*** PASSAGE SHOWN ***

Abby Issarraras has spent seven summers working with children and adults with disabilities at Children’s Association for Maximum Potential, a camp near her home in San Antonio. At Northwestern she found a research opportunity to complement her camp counselor experience and discovered her calling.

Issarraras, a QuestBridge Scholar, is completing her studies at Northwestern in just three years and will graduate this June. She will begin a PhD program in clinical psychology at Louisiana State University in the fall. Ultimately, she plans to work with children with autism and other developmental disabilities, especially in underserved populations.

During her freshman year she received a School of Communication Early Research Experience Award that allowed her to work with professor Molly Losh on a family genetic study of autism and fragile X syndrome at the Neurodevelopmental Disabilities Laboratory. The lab became Issarraras’ intellectual home.

Issarraras, who came to Northwestern sight unseen, also found community with the Quest Scholars Network, a group of like-minded first-generation, low-income students, with whom she could share her struggles. 

“I didn’t really feel like I belonged here from the first day,” says Issarraras, who at times felt overwhelmed and underprepared from a social and cultural perspective. “Having that Quest Scholars community was a really good place to say, ‘Your experience isn’t wrong. It’s just different.’”

As part of a peer mentoring program created by Student Enrichment Services, a new Northwestern outreach to low-income and first-generation students, Issarraras is doing her part to help younger first-generation students adjust to Northwestern.

*** End of PASSAGE SHOWN ***
*** EXTRACTED MATERIAL ***

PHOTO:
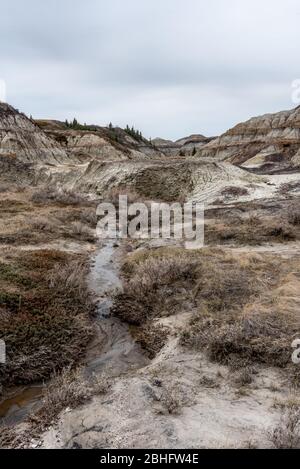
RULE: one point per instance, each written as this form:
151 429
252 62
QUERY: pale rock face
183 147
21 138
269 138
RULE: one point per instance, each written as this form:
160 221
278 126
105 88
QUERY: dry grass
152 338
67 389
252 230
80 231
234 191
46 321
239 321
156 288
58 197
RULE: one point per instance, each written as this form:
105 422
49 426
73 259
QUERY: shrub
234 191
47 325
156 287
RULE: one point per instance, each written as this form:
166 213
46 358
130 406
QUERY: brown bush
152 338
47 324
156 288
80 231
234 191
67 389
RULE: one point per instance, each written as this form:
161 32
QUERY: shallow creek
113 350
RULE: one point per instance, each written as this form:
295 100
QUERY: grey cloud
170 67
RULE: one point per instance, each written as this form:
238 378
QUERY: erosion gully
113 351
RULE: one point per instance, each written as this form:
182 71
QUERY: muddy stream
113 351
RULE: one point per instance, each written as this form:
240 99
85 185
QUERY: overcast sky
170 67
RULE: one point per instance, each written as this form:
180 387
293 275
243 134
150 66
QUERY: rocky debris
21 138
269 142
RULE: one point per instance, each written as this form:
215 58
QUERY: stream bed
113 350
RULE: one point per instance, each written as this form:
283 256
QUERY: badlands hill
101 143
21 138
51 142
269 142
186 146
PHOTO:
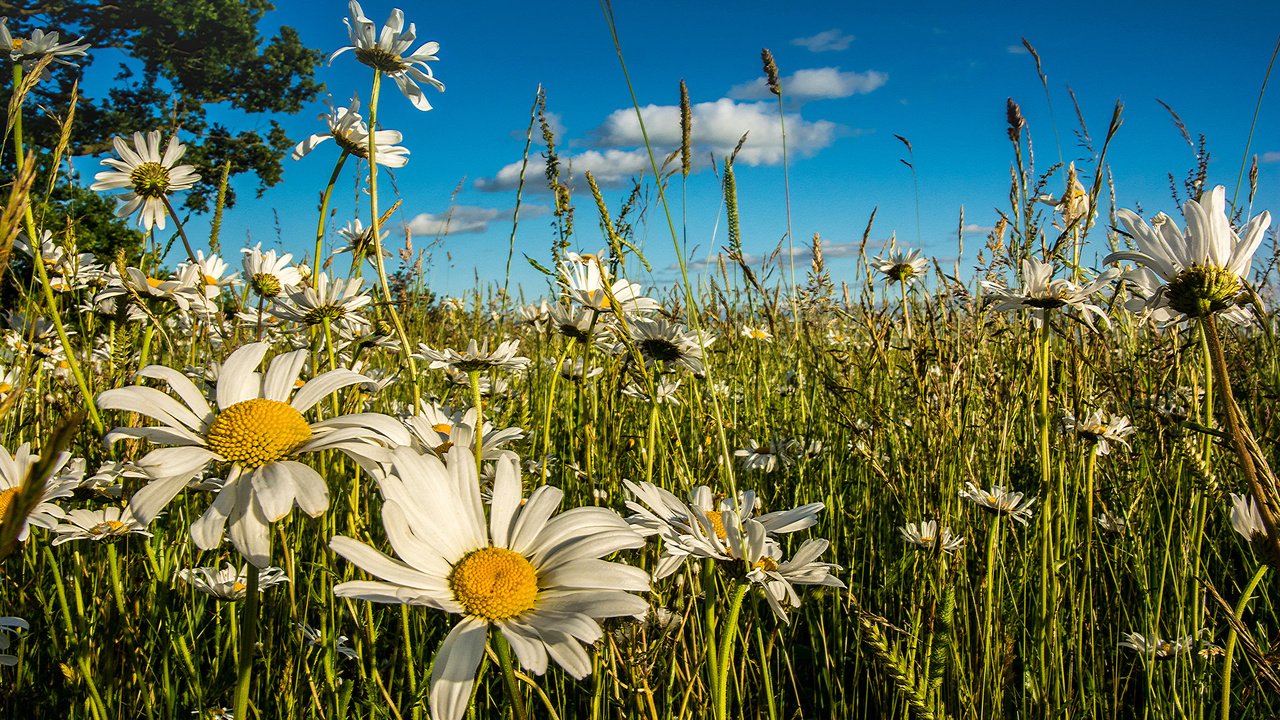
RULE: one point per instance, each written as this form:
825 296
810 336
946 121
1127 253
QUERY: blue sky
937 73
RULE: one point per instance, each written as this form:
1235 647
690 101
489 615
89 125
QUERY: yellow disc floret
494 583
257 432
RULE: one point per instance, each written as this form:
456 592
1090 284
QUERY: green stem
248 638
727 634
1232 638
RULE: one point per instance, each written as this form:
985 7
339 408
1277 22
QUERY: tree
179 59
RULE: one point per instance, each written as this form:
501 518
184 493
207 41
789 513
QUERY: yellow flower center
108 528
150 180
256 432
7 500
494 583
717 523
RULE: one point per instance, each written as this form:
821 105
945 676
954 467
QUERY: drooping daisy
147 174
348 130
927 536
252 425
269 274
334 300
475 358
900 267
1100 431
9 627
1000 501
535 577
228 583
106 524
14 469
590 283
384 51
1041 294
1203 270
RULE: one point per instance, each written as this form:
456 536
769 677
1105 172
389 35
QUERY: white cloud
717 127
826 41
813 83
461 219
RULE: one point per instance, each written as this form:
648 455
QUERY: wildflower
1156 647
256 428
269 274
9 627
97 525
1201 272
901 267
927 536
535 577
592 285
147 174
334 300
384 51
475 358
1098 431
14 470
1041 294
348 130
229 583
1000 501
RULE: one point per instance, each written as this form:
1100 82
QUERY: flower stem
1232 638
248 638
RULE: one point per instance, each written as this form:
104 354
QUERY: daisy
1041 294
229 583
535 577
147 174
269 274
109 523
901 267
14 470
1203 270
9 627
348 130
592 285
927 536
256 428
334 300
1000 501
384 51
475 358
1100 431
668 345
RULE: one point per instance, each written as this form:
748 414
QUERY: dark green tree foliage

*** End of EXTRACTED MATERIAL ***

* INSTRUCTIONS FOR THE TASK
Answer these questions about the profile of Abby Issarraras:
1. How many summers has Issarraras spent working at the camp near her home in San Antonio?
2. At which university will she begin a PhD program in clinical psychology?
3. Which professor did she work with on the family genetic study of autism and fragile X syndrome?
None of the entries are used here.

* OUTPUT
1. Seven summers.
2. Louisiana State University.
3. Molly Losh.